• [PROBLEM REQUIREMENTS] Write out, word for word, every line from the one containing "Query: window" through the final line of the records.

• [DATA FOR PROCESSING]
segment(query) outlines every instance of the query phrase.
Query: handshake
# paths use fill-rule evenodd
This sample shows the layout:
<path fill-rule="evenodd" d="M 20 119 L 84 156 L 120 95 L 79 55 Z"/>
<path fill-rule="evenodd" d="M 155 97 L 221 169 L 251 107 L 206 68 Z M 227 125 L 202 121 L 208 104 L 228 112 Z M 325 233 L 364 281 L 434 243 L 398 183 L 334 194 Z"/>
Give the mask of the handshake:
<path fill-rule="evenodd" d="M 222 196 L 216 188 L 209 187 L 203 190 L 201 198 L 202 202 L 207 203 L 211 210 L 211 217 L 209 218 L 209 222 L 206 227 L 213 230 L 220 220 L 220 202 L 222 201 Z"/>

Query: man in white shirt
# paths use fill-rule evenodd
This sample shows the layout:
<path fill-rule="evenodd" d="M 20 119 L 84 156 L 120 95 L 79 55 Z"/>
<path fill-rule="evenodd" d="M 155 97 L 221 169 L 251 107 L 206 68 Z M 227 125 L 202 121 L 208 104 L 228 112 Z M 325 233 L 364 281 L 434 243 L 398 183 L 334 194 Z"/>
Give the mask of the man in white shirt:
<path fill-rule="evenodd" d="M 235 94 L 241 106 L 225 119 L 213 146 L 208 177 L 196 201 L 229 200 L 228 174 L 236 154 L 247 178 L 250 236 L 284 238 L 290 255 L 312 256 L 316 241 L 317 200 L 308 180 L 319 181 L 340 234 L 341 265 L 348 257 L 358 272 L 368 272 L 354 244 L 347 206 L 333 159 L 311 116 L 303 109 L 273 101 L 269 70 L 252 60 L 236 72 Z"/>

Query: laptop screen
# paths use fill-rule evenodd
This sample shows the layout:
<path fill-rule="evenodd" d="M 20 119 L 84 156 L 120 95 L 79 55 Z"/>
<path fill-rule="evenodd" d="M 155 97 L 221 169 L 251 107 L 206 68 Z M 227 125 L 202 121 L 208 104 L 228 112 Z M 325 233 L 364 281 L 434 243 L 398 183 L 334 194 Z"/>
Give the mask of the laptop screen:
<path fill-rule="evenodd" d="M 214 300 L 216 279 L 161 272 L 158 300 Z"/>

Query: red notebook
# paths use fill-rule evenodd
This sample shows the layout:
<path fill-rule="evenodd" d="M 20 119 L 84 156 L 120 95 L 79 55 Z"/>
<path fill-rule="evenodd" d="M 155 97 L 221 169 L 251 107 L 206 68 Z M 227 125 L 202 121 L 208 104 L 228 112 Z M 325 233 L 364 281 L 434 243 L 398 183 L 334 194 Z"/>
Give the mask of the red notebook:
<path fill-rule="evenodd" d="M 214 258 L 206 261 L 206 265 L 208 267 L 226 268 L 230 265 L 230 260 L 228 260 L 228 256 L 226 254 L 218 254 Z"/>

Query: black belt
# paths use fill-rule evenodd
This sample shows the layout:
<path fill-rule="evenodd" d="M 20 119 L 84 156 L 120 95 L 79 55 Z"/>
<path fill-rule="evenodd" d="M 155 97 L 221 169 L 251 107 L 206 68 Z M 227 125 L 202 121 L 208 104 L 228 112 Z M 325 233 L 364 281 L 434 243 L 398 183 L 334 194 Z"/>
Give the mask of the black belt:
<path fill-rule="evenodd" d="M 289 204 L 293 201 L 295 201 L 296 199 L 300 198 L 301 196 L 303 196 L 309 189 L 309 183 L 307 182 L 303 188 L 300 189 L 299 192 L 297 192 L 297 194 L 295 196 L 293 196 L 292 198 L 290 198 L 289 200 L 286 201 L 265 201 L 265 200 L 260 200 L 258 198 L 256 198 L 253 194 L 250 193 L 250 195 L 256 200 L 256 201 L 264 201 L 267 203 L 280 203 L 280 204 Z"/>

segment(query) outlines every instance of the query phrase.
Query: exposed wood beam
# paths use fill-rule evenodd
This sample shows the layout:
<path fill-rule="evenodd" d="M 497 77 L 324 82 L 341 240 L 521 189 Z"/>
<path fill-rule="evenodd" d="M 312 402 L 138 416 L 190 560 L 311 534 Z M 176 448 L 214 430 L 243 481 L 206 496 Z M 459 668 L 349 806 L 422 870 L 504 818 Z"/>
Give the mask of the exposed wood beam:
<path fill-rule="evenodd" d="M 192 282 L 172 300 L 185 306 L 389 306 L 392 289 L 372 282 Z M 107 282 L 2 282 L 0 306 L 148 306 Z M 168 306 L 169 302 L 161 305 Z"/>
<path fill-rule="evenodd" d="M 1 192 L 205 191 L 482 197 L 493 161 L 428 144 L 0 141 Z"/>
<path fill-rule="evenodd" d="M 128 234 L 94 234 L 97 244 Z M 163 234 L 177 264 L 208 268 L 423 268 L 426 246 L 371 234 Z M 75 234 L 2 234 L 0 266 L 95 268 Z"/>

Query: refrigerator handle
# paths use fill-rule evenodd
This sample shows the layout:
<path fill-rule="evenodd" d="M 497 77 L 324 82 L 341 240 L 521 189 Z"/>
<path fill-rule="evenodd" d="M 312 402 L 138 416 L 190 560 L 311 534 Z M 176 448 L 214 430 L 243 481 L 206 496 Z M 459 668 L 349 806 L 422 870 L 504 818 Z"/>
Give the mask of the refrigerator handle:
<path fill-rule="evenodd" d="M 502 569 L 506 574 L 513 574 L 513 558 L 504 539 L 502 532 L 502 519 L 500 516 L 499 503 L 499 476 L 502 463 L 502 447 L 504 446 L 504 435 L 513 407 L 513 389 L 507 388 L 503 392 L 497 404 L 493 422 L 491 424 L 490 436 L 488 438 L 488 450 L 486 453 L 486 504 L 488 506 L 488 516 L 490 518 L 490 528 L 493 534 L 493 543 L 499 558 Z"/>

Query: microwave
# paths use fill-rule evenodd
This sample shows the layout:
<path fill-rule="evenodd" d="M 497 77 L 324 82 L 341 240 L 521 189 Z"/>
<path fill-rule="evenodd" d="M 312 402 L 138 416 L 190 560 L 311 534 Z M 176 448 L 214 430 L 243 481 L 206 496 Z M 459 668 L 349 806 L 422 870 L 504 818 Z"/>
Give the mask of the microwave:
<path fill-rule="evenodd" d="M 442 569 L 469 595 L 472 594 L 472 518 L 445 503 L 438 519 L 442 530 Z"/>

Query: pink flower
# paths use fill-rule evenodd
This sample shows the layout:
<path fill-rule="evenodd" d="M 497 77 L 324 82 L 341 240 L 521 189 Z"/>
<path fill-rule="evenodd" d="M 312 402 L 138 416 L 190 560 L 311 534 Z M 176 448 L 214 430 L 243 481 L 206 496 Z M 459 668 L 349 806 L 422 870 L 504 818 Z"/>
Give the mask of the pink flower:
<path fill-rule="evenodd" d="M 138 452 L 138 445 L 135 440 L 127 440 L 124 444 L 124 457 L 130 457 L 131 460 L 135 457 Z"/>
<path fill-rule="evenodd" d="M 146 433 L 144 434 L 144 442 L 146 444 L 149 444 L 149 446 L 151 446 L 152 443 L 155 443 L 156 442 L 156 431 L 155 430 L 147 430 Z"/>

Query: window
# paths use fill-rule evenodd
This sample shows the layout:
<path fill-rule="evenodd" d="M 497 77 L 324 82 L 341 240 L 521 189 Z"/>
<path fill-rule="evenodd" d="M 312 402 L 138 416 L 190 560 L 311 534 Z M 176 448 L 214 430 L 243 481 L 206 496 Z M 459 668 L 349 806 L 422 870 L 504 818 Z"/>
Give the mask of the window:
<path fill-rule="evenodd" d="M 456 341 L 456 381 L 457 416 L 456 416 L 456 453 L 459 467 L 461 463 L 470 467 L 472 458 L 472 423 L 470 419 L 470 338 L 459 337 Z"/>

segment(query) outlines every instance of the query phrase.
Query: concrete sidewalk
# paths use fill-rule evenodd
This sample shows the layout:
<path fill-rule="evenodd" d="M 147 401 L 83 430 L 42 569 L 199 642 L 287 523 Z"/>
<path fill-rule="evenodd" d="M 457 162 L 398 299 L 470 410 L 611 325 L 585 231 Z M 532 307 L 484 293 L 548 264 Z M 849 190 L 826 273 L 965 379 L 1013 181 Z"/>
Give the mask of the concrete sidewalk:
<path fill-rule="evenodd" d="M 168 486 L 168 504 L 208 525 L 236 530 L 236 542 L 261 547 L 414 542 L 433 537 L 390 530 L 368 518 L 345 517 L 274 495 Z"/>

• [TASK SOLUTION]
Query: window
# paths use fill-rule evenodd
This sample shows the layout:
<path fill-rule="evenodd" d="M 497 77 L 324 82 L 341 240 L 521 189 Z"/>
<path fill-rule="evenodd" d="M 312 402 L 138 416 L 190 560 L 311 534 Z M 176 448 L 214 430 L 243 481 L 206 496 Z M 459 668 L 349 806 L 422 870 L 504 818 Z"/>
Give the mask of the window:
<path fill-rule="evenodd" d="M 456 341 L 456 381 L 457 416 L 456 416 L 456 453 L 459 467 L 461 463 L 470 467 L 472 458 L 472 423 L 470 419 L 470 338 L 459 337 Z"/>

segment(query) outlines every instance of the query phrase.
Query: concrete sidewalk
# paths use fill-rule evenodd
This sample shows the layout:
<path fill-rule="evenodd" d="M 147 401 L 83 430 L 42 569 L 199 642 L 287 523 Z"/>
<path fill-rule="evenodd" d="M 457 162 L 398 299 L 470 410 L 611 325 L 585 231 Z M 532 307 L 484 293 L 548 264 Z M 849 190 L 826 273 L 965 379 L 1013 181 Z"/>
Give the mask of the concrete sidewalk:
<path fill-rule="evenodd" d="M 168 486 L 168 504 L 208 525 L 236 530 L 236 542 L 261 547 L 414 542 L 433 537 L 390 530 L 368 518 L 345 517 L 274 495 Z"/>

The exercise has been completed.